[Selected excerpt Boundary: Start]

I've got pipe around wires in my house, lamps are all weighted because my rats will pull them down trying to climb them, anything you don't want chewed needs to be put up (especially tissue boxes if your my rats!!) no holes in the walls, floors, ect. that they can slip through and get lost. My friends bathroom under her sink there is a small hole where the pipe comes through, one of my rats could get in there in a heartbeat! Letting the snake roam a desk is fine, but letting your rats out after a snake was there will make for bad play times! The desk will smell like a predator and that's enough to make them freak out for weeks on end! Rat proofing isn't a huge issue once your rats are bonded to you because 99% of the time your rats will know their names and will come to you when they are called, but until that happens they could disappear on you in a heartbeat! It's no fun looking for a lost rat in your house, your scared to open doors, question if they could have gotten under a certain door and out of that room, ect. My rats start free ranging on a bed, then they move to the bathroom, once they are bonded to me and know their names they get free range for the most part. They climb up on the couch, back down (we put up a ladder) run around under the entertainment center, through the kids toys, ect. but always come back when free range is over with.


----------



## StickyTurtle (Jul 19, 2008)

oh no no no! i think you misunderstood, haha. the snake is at the nature center where i work! i'm not at college yet. that snake will be staying in SC while i'm in FL.
as far as i know, my roomate's corn snake will stay in her room and my rats will stay in mine.
wow, rats can learn to come to their names? now, i am not a very patient person (i'm hoping a rat could teach me patience, some how, haha) how long does it take to "train" a rat to come to its name?

now i have a question, do rats like those balls that hamsters roll in? i know my hamster and my mice loved them.

i am commited to the amount of work a pair of rats take. i am studying zoology and will need to be mucking out all of the animals habitats anyway, so i am used to the work and have come to enjoy it (weird, huh?)

which is better? boys or girls if i want a pretty laid back pair.


----------



## Randi (May 25, 2008)

The balls, IMO, are horrible. The rat would be so much happier feeling the floor beneath their feet and exploring, smelling the fresh air... not running in one of those silly little balls.

If you want laid back ratties, definitely go with boys. Girls are pretty high-strung most of the time, but boys tend to be big squish cuddly love bugs.


----------



## Kathleen (Jul 1, 2008)

Good for you for doing your research first.  A lot of people think rats are cheap, easy pets. They're a joy but they definitely take some money and their proper care can be complicated compared to, say, a hamster.

I think most of your questions were answered. But I thought I'd add something. I took my rats (I had two hairless girls at the time) to my apartment with me last year for my senior year of college. I thought I would have time to spend with them and that keeping two rats in a fairly well-sized apartment would be golden and that I'd have all kinds of time to hang out with them (in particular, I thought that they could hang out on my shoulders while I slaved away over essays).

[Selected excerpt Boundary: End]
[Data section Boundary: Start]

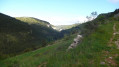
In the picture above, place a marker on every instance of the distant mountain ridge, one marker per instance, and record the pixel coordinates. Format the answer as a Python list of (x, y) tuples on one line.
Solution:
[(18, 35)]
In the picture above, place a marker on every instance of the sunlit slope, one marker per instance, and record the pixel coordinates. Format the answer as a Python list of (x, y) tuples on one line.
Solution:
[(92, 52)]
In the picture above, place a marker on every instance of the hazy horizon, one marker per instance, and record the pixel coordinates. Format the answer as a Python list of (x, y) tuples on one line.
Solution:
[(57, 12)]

[Data section Boundary: End]
[Data section Boundary: Start]

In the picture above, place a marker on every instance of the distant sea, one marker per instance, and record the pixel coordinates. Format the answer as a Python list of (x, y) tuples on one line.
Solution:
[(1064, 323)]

[Data section Boundary: End]
[Data section Boundary: Start]

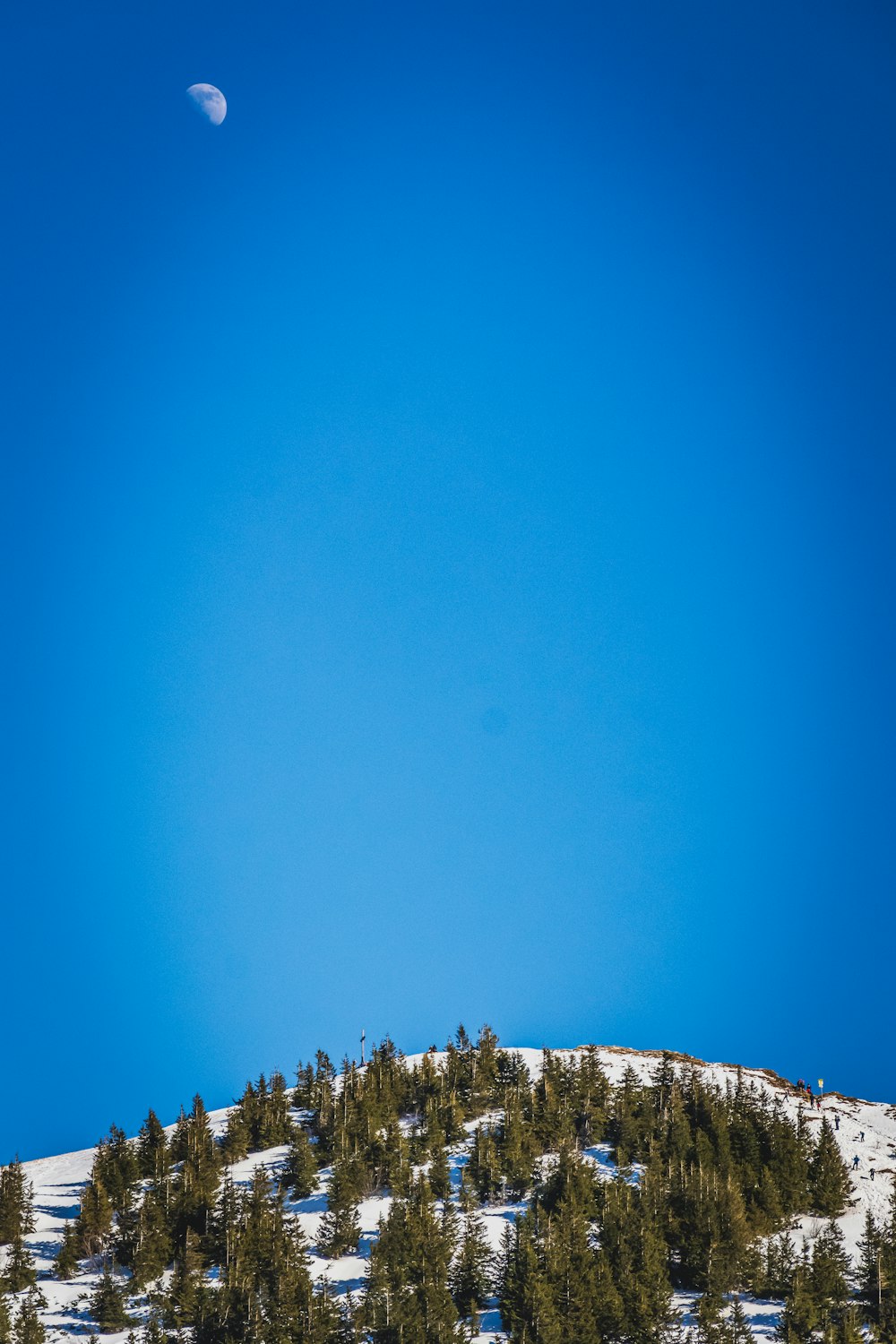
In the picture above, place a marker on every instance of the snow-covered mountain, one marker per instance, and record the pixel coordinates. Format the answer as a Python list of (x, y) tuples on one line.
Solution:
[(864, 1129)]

[Data section Boundary: End]

## [Explore the material]
a - Print everything in the rat-keeping forum thread from "as far as i" down to "mice loved them.".
b - In the rat-keeping forum thread, what subject is StickyTurtle studying?
c - Go on with the rat-keeping forum thread from the point where it stops.
None of the material is needed.

## [Results by task]
a -
as far as i know, my roomate's corn snake will stay in her room and my rats will stay in mine.
wow, rats can learn to come to their names? now, i am not a very patient person (i'm hoping a rat could teach me patience, some how, haha) how long does it take to "train" a rat to come to its name?

now i have a question, do rats like those balls that hamsters roll in? i know my hamster and my mice loved them.

b - Zoology.

c -
Well, I was wrong. I was busy studying (as it turned out, the girls had zero interest in staying put with me), working and having a social life. I spent time with my girls but I will admit it wasn't enough (one hour is the bare minimum and I strongly believe rats should get much more time than that outside of their cage). Also, their cage posed a _huge_ problem for me. It was impossible to clean (it was covered in hardware cloth because the girls were small. I _hate_ that stuff! I ripped so many pieces of clothing and flesh on it) and it stunk up my bedroom pretty fast. Ugh.

Funny part about that is I'm using the exact cage with my boys presently but I made some modifications that improved it 1000%. It doesn't hurt that my boys are litter trained where my girls definitely were not and that I took all the hardware cloth off it. But that, as they say, is neither here nor there.

My ball python, on the other hand, was the perfect pet for a busy college student... lol...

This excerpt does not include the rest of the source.